## What to work on
Return every line of the listing below that contains the word "window", matching case exactly.

## Given data
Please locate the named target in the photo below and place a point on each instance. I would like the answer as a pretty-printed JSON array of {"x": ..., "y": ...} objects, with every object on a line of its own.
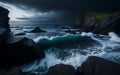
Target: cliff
[{"x": 99, "y": 23}]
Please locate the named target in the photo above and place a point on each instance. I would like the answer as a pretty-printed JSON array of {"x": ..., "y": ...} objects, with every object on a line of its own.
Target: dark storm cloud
[
  {"x": 69, "y": 5},
  {"x": 66, "y": 10}
]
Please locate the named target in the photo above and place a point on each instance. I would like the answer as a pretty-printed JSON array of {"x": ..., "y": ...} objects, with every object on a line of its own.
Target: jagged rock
[
  {"x": 61, "y": 69},
  {"x": 4, "y": 19},
  {"x": 37, "y": 30},
  {"x": 110, "y": 24},
  {"x": 4, "y": 26},
  {"x": 99, "y": 66},
  {"x": 14, "y": 50},
  {"x": 19, "y": 51},
  {"x": 14, "y": 71}
]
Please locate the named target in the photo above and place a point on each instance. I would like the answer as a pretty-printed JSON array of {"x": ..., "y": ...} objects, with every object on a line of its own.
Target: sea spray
[{"x": 74, "y": 56}]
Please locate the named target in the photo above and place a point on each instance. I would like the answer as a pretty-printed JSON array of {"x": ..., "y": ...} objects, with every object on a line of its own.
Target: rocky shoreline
[{"x": 16, "y": 51}]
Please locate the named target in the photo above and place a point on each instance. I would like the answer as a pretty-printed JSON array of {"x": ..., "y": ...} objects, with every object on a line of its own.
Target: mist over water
[{"x": 75, "y": 51}]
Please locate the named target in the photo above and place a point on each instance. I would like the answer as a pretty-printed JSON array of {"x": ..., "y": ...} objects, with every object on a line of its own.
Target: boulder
[
  {"x": 110, "y": 24},
  {"x": 14, "y": 71},
  {"x": 61, "y": 69},
  {"x": 4, "y": 19},
  {"x": 99, "y": 66},
  {"x": 15, "y": 51},
  {"x": 37, "y": 30},
  {"x": 19, "y": 51}
]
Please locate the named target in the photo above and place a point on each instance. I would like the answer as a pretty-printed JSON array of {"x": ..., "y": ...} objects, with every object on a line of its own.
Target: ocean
[{"x": 66, "y": 48}]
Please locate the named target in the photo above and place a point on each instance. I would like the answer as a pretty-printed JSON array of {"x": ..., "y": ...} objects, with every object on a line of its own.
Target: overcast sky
[{"x": 55, "y": 11}]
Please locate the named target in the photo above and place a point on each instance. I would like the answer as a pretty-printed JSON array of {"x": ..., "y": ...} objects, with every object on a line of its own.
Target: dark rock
[
  {"x": 61, "y": 69},
  {"x": 19, "y": 51},
  {"x": 37, "y": 30},
  {"x": 99, "y": 66},
  {"x": 4, "y": 19},
  {"x": 110, "y": 24},
  {"x": 4, "y": 33},
  {"x": 15, "y": 51}
]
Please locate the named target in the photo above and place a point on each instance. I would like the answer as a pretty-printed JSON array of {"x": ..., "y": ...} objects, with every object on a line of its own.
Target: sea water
[{"x": 72, "y": 49}]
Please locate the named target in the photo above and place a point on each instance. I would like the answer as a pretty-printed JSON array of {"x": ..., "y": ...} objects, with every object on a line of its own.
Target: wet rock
[
  {"x": 61, "y": 69},
  {"x": 4, "y": 19},
  {"x": 110, "y": 24},
  {"x": 15, "y": 51},
  {"x": 99, "y": 66},
  {"x": 37, "y": 30}
]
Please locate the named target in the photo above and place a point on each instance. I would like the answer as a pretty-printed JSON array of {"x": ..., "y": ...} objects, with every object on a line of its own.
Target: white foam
[
  {"x": 114, "y": 37},
  {"x": 76, "y": 59}
]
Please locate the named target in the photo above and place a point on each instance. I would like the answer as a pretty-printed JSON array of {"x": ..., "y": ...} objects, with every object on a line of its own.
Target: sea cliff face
[
  {"x": 15, "y": 50},
  {"x": 100, "y": 24}
]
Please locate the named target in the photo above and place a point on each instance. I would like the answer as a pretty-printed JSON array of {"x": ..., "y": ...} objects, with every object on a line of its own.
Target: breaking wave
[{"x": 74, "y": 50}]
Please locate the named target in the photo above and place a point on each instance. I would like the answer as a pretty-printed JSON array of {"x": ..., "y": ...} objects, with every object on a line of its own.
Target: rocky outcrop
[
  {"x": 109, "y": 24},
  {"x": 61, "y": 69},
  {"x": 99, "y": 66},
  {"x": 15, "y": 51}
]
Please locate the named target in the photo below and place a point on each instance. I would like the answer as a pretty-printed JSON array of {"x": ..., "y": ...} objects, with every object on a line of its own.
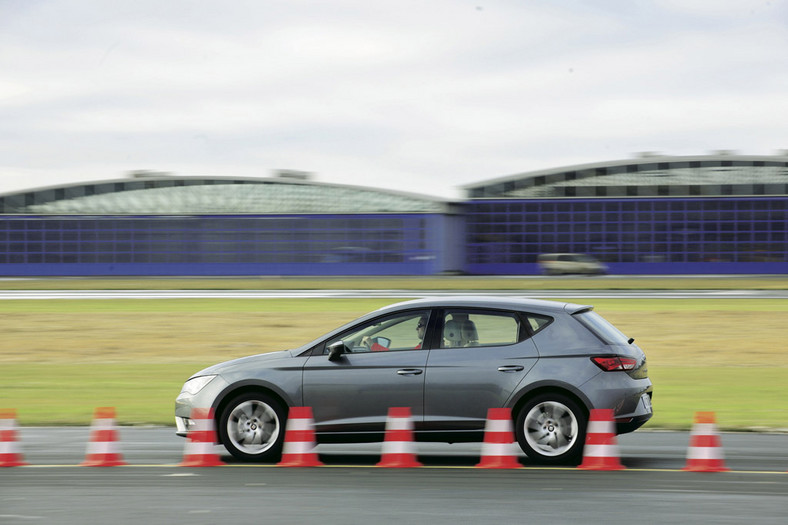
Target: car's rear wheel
[
  {"x": 551, "y": 429},
  {"x": 251, "y": 427}
]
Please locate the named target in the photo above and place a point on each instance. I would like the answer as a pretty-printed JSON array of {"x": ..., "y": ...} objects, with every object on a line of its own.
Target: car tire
[
  {"x": 252, "y": 427},
  {"x": 551, "y": 429}
]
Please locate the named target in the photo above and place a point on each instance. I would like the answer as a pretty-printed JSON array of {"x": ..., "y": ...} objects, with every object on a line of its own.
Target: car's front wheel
[
  {"x": 551, "y": 429},
  {"x": 251, "y": 427}
]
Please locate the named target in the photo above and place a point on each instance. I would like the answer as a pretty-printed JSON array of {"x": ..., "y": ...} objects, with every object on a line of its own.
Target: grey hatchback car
[{"x": 449, "y": 360}]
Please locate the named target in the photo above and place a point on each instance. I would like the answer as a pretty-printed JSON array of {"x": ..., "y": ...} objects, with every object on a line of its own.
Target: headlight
[{"x": 195, "y": 384}]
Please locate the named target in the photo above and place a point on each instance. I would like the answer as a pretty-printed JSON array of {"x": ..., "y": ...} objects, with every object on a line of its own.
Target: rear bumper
[{"x": 630, "y": 424}]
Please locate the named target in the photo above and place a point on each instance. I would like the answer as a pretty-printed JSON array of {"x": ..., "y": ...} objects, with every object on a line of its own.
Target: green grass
[
  {"x": 62, "y": 358},
  {"x": 742, "y": 398},
  {"x": 452, "y": 283}
]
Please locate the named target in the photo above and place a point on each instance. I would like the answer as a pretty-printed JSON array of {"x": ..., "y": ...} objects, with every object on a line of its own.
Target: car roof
[{"x": 484, "y": 301}]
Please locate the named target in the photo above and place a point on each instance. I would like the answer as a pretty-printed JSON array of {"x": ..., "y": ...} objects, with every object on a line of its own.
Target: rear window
[{"x": 601, "y": 328}]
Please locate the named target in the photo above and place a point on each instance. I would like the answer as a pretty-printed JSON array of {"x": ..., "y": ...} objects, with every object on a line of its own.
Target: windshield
[{"x": 601, "y": 328}]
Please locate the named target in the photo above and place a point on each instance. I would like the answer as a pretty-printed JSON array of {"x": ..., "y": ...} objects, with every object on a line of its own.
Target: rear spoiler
[{"x": 574, "y": 309}]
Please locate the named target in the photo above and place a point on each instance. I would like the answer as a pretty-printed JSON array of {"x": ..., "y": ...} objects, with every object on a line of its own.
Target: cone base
[
  {"x": 201, "y": 462},
  {"x": 602, "y": 464},
  {"x": 706, "y": 468},
  {"x": 399, "y": 461},
  {"x": 499, "y": 462},
  {"x": 103, "y": 462},
  {"x": 13, "y": 463},
  {"x": 300, "y": 462}
]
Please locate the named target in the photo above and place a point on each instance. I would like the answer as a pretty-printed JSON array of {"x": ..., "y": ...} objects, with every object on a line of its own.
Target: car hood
[{"x": 245, "y": 362}]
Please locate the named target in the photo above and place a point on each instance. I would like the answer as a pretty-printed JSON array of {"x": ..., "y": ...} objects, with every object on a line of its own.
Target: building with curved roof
[
  {"x": 654, "y": 214},
  {"x": 158, "y": 224},
  {"x": 649, "y": 175},
  {"x": 153, "y": 193},
  {"x": 719, "y": 213}
]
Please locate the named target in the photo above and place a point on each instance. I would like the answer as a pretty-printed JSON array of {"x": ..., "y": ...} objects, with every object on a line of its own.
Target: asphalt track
[{"x": 350, "y": 489}]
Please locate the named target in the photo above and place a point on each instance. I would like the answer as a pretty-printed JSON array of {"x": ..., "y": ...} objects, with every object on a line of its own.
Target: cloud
[{"x": 429, "y": 95}]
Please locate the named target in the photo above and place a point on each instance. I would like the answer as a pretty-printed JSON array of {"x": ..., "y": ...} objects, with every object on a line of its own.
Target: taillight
[{"x": 613, "y": 363}]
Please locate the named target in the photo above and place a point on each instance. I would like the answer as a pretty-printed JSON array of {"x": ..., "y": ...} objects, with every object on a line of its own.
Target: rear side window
[
  {"x": 537, "y": 322},
  {"x": 465, "y": 328},
  {"x": 601, "y": 328}
]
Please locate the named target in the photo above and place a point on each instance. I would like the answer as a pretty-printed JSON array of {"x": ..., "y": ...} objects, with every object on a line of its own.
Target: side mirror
[{"x": 335, "y": 350}]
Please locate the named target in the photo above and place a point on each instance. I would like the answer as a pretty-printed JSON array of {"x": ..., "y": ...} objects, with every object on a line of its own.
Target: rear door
[{"x": 475, "y": 368}]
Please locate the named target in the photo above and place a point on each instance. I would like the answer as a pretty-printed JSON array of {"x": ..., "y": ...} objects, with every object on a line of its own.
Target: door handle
[
  {"x": 410, "y": 371},
  {"x": 510, "y": 368}
]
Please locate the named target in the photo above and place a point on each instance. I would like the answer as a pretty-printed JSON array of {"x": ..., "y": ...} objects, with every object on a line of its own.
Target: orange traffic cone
[
  {"x": 10, "y": 456},
  {"x": 705, "y": 450},
  {"x": 398, "y": 450},
  {"x": 498, "y": 438},
  {"x": 299, "y": 446},
  {"x": 198, "y": 451},
  {"x": 601, "y": 450},
  {"x": 103, "y": 449}
]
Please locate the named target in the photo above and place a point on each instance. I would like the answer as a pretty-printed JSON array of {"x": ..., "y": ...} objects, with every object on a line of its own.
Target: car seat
[
  {"x": 452, "y": 335},
  {"x": 470, "y": 336}
]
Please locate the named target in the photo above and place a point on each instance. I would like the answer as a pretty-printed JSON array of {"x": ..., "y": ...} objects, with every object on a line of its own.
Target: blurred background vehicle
[{"x": 570, "y": 263}]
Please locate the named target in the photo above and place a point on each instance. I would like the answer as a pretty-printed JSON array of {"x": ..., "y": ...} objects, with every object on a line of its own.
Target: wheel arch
[
  {"x": 246, "y": 387},
  {"x": 537, "y": 389}
]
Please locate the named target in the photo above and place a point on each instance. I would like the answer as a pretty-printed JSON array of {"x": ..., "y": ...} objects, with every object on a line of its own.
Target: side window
[
  {"x": 465, "y": 328},
  {"x": 404, "y": 331},
  {"x": 537, "y": 322}
]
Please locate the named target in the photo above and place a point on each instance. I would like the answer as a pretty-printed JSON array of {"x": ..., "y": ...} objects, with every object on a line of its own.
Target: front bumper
[{"x": 185, "y": 403}]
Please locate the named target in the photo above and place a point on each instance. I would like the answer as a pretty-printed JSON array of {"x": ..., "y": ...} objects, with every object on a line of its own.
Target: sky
[{"x": 418, "y": 96}]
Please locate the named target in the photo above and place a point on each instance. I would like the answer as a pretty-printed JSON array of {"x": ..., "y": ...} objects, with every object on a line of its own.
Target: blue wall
[
  {"x": 717, "y": 235},
  {"x": 379, "y": 244},
  {"x": 632, "y": 236}
]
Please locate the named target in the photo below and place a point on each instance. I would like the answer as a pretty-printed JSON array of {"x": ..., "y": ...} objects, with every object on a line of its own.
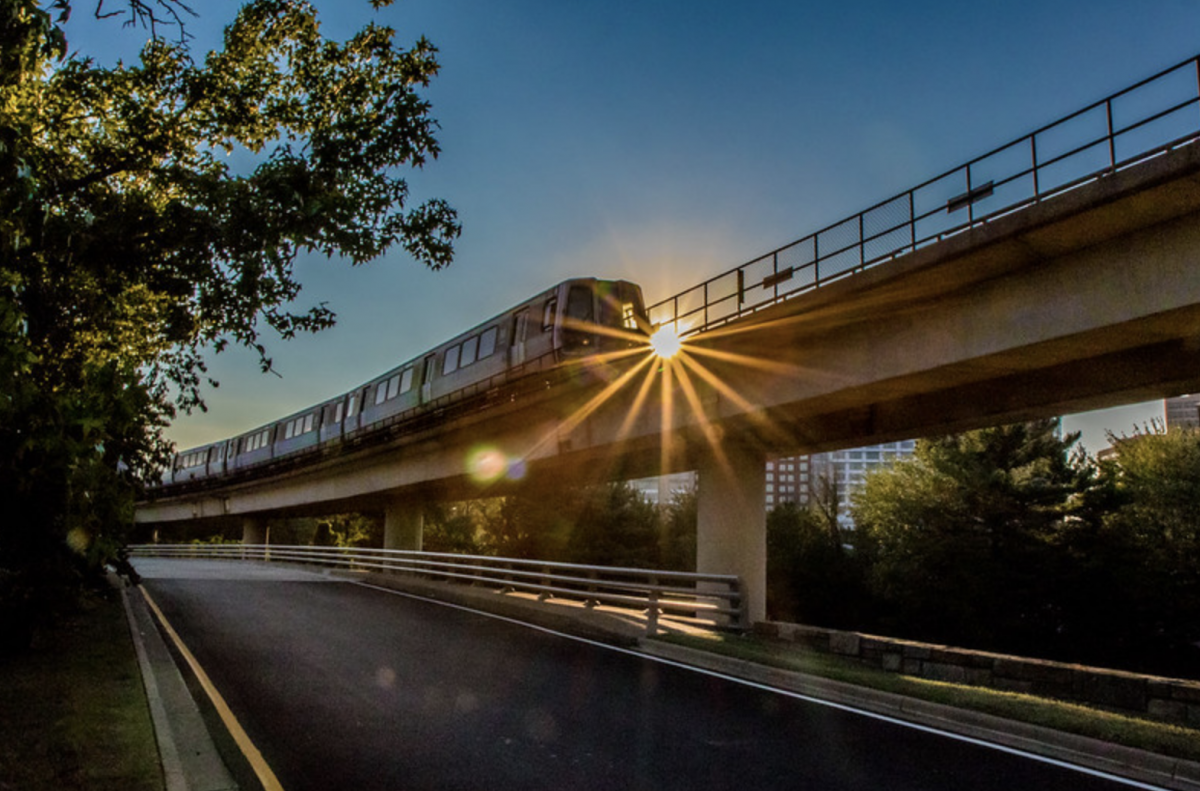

## Expected answer
Target: rear window
Target: rear side window
Target: side window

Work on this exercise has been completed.